抜粋 -
'''
ですが、残業をした証拠さえ揃えられれば未払いの残業代は請求可能です。
今回は未払いの残業代を会社に請求する方法や必要な証拠の集め方、証拠集めの注意点についてご紹介します。
未払いの残業代がある人はぜひ参考にしてみてください。
残業代請求には証拠集めが必要
未払いの残業代を会社に請求するにはまず、残業をした証拠が必要です。
なぜかというと、立証責任は訴える側(請求する側)にあるからです。
訴えを起こし法廷で争いになった場合、両者の言い分が食い違った時に事実を証明できる「証拠」が必要になります。
これを立証責任と言い、訴える側が用意しなければなりません。
今回の場合は未払いの残業代があるという訴えを起こすので、“残業をした証拠”と“未払いの残業代がある証拠”を事前に集めておく必要があります。
被害を被った側に立証責任があるのは理不尽に思えるかもしれませんが、訴えられた側に立証責任を持たせると当たり屋のような虚偽の訴えを起こしやすくなってしまうため、やむを得ない措置と心得ましょう。
残業代請求で有効な証拠になり得るもの
では、未払いの残業代があることを立証するにはどのような証拠を集めればいいのでしょうか?
労働条件を確認できるもの
残業代を請求するにあたり、まずは自身の労働条件を正しく知らなければなりません。
会社としては支払いを逃れたいがために「最初からそういう契約だった」などと虚偽の主張をする場合もあります。
しっかり対抗できるように労働条件通知書や雇用契約書、就業規則などを揃えましょう。
就業規則には労働時間や賃金、休日や休暇制度について記載されており、作成後は労働者に周知する義務があるため、要求すればいつでも見ることができます。
実際の残業時間を確認できるもの
次に、残業をした時間を確認できるものが必要です。
タイムカードや出勤簿のコピー、パソコンのログイン・ログアウト時間の記録、IDカードなどの出退社時間の記録といったデータ類が有効です。
他にも、自分で記録しておいたメモなども証拠となります。
残業中の作業内容を確認できるもの
残業時間の証拠だけでは、その時間に社内にいたことしか立証できません。
会社側から「勝手に残って遊んでいただけ」と言われてしまわないように残業中の作業内容や残業の指示があったことが確認できる資料が必要です。
仕事のメールやFAXでのやり取りの記録や、作業時間の記載がある業務日報、上司からの残業指示書やメールなどが有効です。
残業代が支払われていないことが確認できるもの
最後に、残業代が支払われていないことを確認できるものを揃えましょう。
給与明細や源泉徴収票が有効です。
実際に支払われている支給額から未払いの残業代が算出できます。
'''
小問 1 - 上の抜粋から、「訴えを起こし法廷で争いになっ」を含む語句で始まり「いつでも見ることができます。」で終わる箇所を一字一句違えずに抜き出してください。

抜粋データ -
'''
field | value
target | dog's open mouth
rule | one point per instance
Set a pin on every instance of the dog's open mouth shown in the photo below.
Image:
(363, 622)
'''
小問 2 - 上に示したエントリをすべて、一字一句変えずに書き写してください。

正答 1 -
訴えを起こし法廷で争いになった場合、両者の言い分が食い違った時に事実を証明できる「証拠」が必要になります。
これを立証責任と言い、訴える側が用意しなければなりません。
今回の場合は未払いの残業代があるという訴えを起こすので、“残業をした証拠”と“未払いの残業代がある証拠”を事前に集めておく必要があります。
被害を被った側に立証責任があるのは理不尽に思えるかもしれませんが、訴えられた側に立証責任を持たせると当たり屋のような虚偽の訴えを起こしやすくなってしまうため、やむを得ない措置と心得ましょう。
残業代請求で有効な証拠になり得るもの
では、未払いの残業代があることを立証するにはどのような証拠を集めればいいのでしょうか?
労働条件を確認できるもの
残業代を請求するにあたり、まずは自身の労働条件を正しく知らなければなりません。
会社としては支払いを逃れたいがために「最初からそういう契約だった」などと虚偽の主張をする場合もあります。
しっかり対抗できるように労働条件通知書や雇用契約書、就業規則などを揃えましょう。
就業規則には労働時間や賃金、休日や休暇制度について記載されており、作成後は労働者に周知する義務があるため、要求すればいつでも見ることができます。

正答 2 -
field | value
target | dog's open mouth
rule | one point per instance
Set a pin on every instance of the dog's open mouth shown in the photo below.
Image:
(363, 622)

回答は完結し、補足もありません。